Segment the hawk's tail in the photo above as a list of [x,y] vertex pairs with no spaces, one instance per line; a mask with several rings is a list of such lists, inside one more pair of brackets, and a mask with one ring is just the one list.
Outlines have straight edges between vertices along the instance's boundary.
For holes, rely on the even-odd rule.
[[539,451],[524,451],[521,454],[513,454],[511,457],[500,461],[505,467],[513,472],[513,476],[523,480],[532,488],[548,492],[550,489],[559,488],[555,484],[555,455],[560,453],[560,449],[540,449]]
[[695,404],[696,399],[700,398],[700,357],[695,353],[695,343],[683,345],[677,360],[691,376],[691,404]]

- _TASK PROMPT_
Reproduce the data from the first line through the line containing "For holes, rely on the even-odd rule.", replacing "instance" with "object" and leaving everything else unchanged.

- _RESULT OF THIS EXERCISE_
Segment the hawk's tail in the photo above as a list of [x,y] vertex pairs with no spaces, one object per line; a mask with several rings is a list of such lists, inside one more pair of brackets, and a mask with one ring is just the one list.
Outlines have straight edges between vertices along the object's boundary.
For holes, rely on the even-odd rule.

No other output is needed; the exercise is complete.